**Material for the task:**
# # #

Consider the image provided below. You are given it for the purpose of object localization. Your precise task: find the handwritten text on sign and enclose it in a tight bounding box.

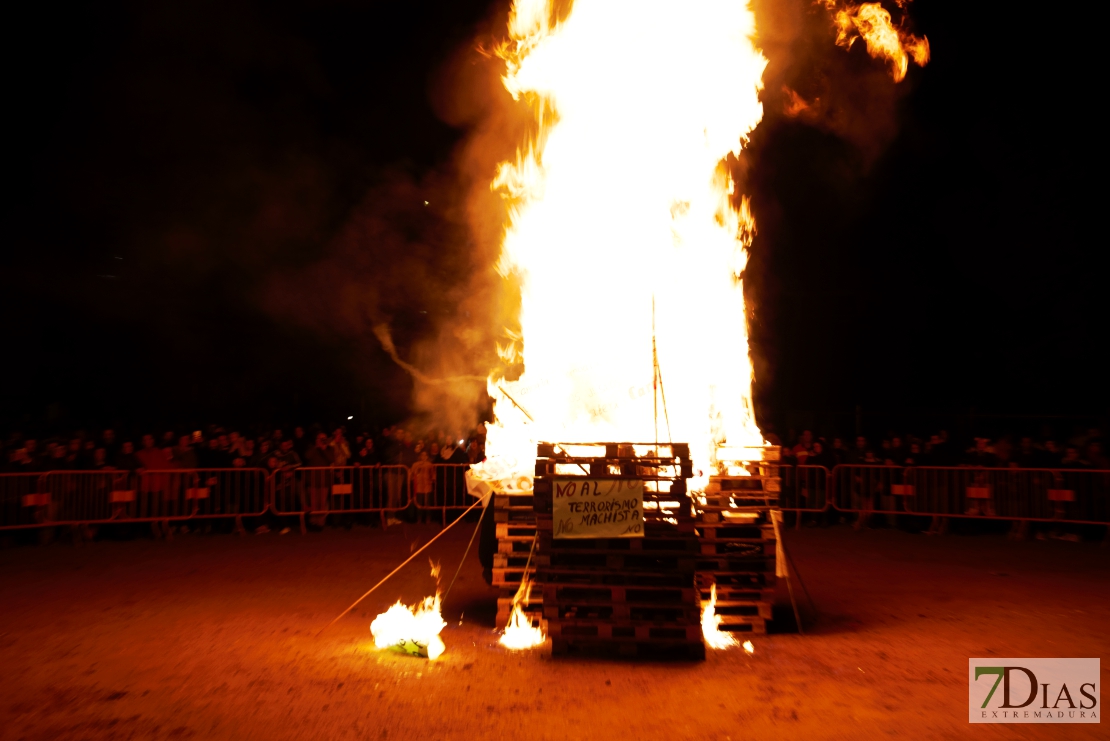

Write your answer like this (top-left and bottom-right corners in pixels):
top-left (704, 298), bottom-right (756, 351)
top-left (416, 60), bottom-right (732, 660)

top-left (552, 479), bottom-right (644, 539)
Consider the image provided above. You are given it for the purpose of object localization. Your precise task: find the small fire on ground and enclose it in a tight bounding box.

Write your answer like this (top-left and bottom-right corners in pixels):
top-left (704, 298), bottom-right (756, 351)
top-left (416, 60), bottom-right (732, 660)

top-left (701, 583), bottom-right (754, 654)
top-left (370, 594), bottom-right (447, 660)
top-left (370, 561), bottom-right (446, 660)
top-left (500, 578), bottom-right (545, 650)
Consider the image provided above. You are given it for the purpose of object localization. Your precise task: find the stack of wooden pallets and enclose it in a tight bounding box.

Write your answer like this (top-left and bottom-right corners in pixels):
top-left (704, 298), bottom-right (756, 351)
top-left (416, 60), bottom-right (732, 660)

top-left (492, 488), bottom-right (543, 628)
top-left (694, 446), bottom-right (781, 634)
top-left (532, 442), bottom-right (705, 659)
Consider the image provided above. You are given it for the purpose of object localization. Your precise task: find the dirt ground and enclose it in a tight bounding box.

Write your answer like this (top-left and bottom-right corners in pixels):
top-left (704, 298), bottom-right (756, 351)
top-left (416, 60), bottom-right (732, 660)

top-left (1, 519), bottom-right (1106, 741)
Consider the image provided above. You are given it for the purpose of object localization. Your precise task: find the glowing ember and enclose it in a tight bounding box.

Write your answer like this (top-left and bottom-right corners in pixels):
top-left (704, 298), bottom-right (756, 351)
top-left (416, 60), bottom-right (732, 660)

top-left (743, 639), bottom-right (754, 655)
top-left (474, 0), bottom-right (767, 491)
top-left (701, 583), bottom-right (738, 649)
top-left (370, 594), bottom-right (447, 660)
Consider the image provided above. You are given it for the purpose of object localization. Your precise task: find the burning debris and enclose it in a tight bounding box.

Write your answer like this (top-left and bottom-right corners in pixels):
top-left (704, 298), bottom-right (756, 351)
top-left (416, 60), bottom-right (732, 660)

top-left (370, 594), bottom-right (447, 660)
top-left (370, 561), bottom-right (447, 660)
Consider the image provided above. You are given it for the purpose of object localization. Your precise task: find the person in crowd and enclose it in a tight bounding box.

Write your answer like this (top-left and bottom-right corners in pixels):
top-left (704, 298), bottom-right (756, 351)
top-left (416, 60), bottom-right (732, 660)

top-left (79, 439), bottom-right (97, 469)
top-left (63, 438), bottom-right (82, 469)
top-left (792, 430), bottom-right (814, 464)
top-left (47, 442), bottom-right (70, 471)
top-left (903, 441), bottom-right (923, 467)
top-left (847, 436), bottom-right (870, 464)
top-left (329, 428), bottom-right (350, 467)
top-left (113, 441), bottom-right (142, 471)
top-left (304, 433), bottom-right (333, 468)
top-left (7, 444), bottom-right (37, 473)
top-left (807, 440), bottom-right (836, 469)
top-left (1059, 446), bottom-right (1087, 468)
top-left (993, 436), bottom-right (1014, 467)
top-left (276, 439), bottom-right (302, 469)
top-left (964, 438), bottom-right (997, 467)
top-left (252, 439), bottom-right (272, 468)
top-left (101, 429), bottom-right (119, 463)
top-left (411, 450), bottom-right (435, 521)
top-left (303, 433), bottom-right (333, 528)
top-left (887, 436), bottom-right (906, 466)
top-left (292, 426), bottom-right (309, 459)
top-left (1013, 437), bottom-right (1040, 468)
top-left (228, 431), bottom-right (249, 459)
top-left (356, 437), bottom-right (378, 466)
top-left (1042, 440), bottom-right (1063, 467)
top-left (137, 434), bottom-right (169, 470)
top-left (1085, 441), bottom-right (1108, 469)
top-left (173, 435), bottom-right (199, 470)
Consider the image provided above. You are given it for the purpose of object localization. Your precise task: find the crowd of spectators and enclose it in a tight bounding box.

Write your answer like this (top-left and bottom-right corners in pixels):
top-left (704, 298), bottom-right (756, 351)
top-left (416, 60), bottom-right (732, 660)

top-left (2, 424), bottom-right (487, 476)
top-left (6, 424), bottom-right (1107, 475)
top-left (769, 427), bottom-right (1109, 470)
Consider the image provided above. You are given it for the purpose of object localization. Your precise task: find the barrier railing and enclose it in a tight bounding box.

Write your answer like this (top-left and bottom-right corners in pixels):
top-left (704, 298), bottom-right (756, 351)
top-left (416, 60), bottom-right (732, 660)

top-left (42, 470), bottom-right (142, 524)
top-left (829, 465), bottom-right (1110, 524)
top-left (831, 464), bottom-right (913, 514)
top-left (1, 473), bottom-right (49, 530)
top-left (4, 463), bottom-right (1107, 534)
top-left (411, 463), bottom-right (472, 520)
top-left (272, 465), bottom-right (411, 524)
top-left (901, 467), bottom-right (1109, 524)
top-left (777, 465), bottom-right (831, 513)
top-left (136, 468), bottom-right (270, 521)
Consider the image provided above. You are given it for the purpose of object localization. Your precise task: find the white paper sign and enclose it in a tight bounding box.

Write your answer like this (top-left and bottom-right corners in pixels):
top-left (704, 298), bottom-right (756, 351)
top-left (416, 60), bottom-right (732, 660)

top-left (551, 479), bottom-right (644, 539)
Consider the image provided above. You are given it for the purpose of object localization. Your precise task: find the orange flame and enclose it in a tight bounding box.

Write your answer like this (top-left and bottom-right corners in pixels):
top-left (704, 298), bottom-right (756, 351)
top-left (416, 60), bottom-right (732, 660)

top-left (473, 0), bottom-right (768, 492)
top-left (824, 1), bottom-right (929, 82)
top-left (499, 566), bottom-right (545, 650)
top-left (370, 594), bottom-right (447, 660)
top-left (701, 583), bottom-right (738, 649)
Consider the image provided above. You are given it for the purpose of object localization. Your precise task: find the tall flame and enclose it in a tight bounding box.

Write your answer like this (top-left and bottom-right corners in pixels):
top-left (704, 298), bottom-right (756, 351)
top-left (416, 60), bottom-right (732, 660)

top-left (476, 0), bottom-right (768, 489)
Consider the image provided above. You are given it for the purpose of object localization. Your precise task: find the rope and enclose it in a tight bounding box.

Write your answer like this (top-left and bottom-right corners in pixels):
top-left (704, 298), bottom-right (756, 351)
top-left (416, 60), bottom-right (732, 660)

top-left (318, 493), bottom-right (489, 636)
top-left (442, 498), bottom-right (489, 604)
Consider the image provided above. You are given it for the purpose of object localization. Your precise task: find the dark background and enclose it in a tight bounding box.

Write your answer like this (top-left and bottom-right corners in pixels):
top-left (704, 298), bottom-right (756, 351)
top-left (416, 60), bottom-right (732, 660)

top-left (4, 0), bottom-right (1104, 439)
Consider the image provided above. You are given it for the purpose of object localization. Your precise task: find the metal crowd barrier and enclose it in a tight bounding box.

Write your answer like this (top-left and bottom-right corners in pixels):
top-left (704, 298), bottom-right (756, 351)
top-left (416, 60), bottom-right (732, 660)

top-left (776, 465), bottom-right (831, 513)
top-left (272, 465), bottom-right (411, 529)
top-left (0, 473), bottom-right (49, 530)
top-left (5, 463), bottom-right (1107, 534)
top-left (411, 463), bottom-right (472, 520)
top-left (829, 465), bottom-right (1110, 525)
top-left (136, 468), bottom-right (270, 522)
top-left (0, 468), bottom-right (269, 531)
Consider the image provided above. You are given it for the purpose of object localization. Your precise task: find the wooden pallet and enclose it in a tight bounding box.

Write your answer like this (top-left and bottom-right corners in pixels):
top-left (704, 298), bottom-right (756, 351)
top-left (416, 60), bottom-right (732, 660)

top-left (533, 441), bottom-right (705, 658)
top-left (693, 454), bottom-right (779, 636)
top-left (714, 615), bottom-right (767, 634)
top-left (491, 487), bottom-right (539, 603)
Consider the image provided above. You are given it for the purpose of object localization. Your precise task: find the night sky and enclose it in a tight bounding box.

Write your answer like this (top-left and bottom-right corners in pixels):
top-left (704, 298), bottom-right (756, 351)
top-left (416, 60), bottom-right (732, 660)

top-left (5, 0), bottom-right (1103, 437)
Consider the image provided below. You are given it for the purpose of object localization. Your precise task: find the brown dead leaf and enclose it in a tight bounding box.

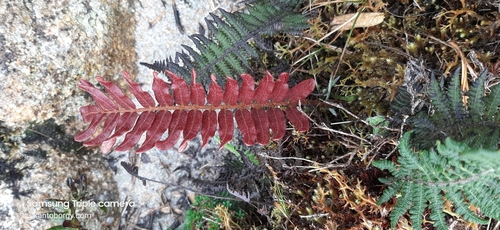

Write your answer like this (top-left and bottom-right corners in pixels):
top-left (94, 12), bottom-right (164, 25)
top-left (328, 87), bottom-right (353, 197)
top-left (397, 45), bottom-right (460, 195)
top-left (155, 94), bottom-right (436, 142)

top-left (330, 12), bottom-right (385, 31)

# # #

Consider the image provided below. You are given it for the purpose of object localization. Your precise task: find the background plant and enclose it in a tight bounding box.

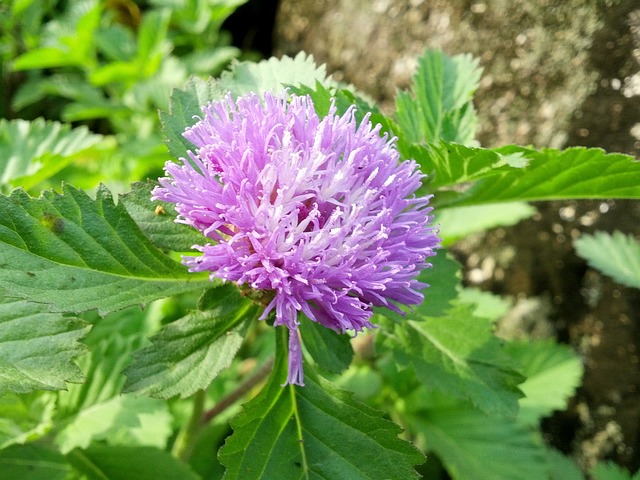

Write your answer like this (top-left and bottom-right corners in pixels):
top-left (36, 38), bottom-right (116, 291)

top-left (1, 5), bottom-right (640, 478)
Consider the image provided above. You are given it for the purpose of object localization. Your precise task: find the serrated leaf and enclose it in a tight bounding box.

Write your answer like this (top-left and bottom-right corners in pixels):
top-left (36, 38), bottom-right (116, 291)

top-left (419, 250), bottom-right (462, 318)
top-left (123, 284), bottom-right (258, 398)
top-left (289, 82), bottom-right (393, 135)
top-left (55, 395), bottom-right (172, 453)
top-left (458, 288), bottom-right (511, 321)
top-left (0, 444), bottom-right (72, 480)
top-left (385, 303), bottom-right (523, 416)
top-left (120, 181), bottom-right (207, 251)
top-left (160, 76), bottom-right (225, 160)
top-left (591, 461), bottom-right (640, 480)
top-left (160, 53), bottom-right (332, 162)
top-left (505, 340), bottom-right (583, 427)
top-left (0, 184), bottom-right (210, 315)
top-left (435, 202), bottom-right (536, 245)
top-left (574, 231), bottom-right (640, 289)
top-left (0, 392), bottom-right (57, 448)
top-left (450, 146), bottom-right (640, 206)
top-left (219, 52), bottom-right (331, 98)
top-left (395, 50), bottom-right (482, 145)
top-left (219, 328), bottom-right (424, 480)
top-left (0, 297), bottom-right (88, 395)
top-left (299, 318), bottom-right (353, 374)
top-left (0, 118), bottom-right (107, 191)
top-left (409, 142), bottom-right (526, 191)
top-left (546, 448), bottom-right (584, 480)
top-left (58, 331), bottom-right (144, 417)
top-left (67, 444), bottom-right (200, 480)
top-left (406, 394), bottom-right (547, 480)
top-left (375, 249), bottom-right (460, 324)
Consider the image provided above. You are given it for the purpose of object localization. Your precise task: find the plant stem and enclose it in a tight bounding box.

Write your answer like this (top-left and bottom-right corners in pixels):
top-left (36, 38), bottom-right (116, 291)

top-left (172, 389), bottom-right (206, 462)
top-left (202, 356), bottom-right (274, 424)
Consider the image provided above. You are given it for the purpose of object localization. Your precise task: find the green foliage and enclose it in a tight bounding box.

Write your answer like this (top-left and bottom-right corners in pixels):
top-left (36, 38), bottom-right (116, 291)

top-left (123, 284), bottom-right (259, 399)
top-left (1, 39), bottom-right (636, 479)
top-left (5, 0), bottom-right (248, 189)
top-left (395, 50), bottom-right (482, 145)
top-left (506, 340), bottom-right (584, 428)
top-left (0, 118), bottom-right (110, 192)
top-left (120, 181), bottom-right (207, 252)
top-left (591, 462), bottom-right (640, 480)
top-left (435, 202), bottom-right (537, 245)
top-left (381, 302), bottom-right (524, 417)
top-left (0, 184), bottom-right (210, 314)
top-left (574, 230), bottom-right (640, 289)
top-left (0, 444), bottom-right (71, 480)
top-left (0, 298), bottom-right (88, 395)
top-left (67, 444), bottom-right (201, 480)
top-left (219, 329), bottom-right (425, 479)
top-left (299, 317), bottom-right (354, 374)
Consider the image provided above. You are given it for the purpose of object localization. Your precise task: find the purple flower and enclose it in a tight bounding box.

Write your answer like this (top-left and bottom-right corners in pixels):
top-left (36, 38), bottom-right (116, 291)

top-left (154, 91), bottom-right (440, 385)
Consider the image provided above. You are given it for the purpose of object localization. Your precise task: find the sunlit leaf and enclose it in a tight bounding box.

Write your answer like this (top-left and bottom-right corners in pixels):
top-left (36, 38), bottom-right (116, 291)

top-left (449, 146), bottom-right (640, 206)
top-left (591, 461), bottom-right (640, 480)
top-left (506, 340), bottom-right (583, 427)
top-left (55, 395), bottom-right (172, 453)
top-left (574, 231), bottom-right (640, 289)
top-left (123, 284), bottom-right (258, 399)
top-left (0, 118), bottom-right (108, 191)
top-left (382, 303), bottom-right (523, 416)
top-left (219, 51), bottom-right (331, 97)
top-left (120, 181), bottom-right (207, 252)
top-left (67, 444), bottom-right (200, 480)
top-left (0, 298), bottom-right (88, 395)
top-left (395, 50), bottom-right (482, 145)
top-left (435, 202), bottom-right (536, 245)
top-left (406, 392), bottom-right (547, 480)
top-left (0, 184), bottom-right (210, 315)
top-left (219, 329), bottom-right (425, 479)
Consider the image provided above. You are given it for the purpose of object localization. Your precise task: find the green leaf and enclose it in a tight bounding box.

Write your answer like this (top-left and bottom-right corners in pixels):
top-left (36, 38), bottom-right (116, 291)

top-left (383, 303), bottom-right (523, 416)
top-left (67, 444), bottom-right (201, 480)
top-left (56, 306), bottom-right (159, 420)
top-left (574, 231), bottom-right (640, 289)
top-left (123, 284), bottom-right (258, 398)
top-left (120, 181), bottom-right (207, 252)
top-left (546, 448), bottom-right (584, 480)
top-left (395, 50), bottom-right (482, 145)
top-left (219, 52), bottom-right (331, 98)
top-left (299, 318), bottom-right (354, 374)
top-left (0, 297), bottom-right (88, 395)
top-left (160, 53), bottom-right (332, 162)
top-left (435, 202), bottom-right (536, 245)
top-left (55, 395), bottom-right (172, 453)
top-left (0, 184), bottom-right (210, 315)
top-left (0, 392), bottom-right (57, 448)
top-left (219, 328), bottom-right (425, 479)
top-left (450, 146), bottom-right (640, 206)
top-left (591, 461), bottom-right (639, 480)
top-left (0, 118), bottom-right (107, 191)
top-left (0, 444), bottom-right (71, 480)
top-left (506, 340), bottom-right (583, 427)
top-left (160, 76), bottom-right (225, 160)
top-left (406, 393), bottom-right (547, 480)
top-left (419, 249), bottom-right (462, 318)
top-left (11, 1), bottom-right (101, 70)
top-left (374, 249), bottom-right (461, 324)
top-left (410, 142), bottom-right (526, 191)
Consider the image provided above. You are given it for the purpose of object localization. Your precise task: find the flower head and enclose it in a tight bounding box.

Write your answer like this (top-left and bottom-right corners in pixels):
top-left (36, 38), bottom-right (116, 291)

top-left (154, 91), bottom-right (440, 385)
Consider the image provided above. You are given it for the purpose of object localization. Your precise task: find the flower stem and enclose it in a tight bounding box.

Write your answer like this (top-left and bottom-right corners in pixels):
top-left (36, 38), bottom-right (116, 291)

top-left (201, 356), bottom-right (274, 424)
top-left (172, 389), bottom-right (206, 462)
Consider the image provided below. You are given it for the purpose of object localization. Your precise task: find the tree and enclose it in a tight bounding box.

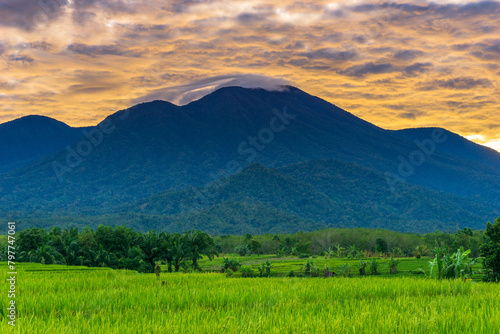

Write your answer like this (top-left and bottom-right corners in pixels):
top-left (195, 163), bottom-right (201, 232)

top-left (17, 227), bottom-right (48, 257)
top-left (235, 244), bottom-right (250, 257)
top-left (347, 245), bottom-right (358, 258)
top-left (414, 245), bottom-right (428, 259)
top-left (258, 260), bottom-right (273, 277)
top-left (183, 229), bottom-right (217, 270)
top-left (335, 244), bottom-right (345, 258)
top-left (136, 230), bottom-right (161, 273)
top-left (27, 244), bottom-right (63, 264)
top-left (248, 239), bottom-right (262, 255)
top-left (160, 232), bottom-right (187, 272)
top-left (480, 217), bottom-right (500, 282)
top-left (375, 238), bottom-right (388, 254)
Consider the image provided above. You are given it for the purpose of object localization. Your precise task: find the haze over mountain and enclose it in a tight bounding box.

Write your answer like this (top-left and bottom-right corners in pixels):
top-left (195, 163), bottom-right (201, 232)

# # #

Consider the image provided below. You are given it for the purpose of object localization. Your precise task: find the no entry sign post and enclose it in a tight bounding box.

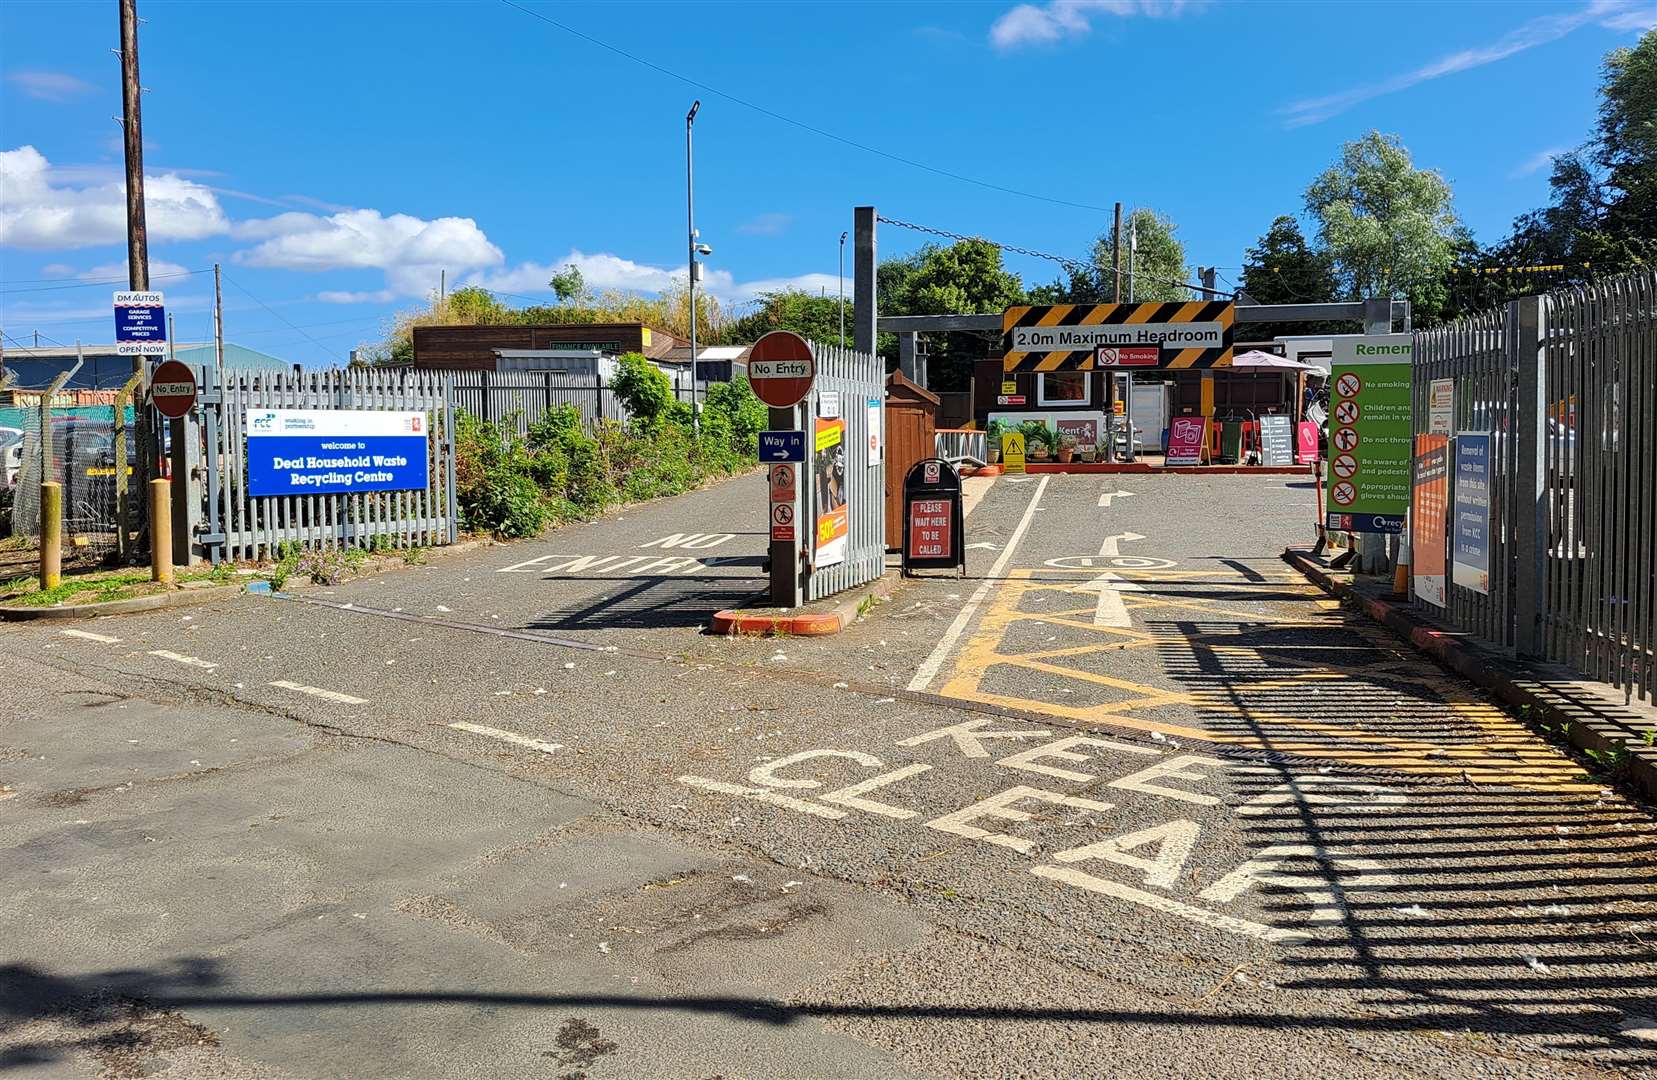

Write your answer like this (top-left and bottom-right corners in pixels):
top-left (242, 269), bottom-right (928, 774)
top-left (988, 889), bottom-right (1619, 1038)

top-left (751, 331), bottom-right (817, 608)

# # #

Where a line above holds the string "barrier", show that line.

**Answer area:**
Consider the image provided above. You are given it for the purpose of object localization. Your precise task: find the barrier railing and enclose it in a tight bounding box.
Consider the image provided above. You are given it for the purpose of object localization. Your precise task: find the metal crowd barrier and enclose it in a tight bounding box.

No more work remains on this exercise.